**Assignment A:**
Quote, word for word, the part of the passage on the Duke of Edinburgh's Award that opens with the words containing "The Duke of Edinburgh’s" and closes with "for Canadian society.".
**Assignment B:**
According to the passage on the Duke of Edinburgh's Award, what did Zak Khan do for the physical recreation section of the Bronze Award?

**Text segment:**
The Duke of Edinburgh’s International Award Canada lost a significant number of participants during the pandemic because of so many things being virtual, not to mention the passing of the former Duke of Edinburgh Prince Phillip in April 2021. The Award Program has taken the past few years to reorganize and rejuvenate and consider what might make the Award a better fit for Canadian society.
“The Award is a do-it-yourself growing up kit. Its purpose is to help young people broaden their horizons while becoming responsible adults.” HRH Prince Philip, the Duke of Edinburgh (1921-2021)
Zak Khan shared the following about the experience:
“During the Youth Summit, we met fellow Duke of Edinburgh Award participants and learned the importance of connecting with others. We were placed into groups of eight students, all from different schools, where we highlighted important skills and values we have learned from working towards our awards. After this, we were given scenarios about the future of the Duke of Edinburgh Award to break down and answer discussion questions. Our ideas were shared with other groups, and our goal was to use our responses as a way to make the award a better experience for all. Last but certainly not least, the Duke of Edinburgh himself, Prince Edward, and the Lieutenant Governor met with each group, offering insight and motivation to continue to pursue the award, become involved leaders, and give back to our communities in order to give those around us a better experience and opportunity to succeed.
“For the past year, I have been working towards completing the Duke of Edinburgh Bronze Award. This consists of four separate sections, including skill development, physical recreation, voluntary service, and an adventurous journey. Of the first three listed, one must be accomplished over a minimum of 26 hours, and the other two over 13. The adventurous journey is a minimum two-day expedition/exploration in an unfamiliar environment. For my skill development, I learned how to code in Java through an online course. My voluntary service portion was completed by working as a TA. I played tennis for the physical recreation section and went on a camping trip on Lake Temagami for my adventurous journey. Overall, the Duke of Edinburgh Award has enabled me to step outside of my comfort zone, learn new things about myself, and build meaningful connections with others. I would highly recommend everyone to give this award a shot, and discover something new!”

**Information supplied:**
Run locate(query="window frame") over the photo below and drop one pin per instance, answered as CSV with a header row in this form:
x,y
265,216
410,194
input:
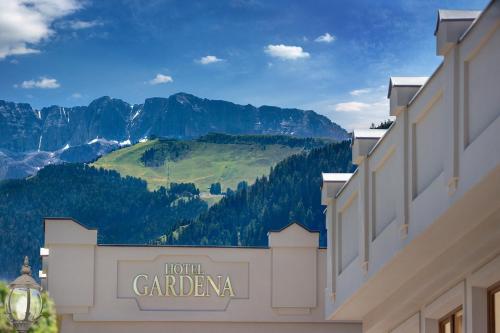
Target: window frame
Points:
x,y
451,318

**Task result A:**
The Duke of Edinburgh’s International Award Canada lost a significant number of participants during the pandemic because of so many things being virtual, not to mention the passing of the former Duke of Edinburgh Prince Phillip in April 2021. The Award Program has taken the past few years to reorganize and rejuvenate and consider what might make the Award a better fit for Canadian society.

**Task result B:**
Played tennis.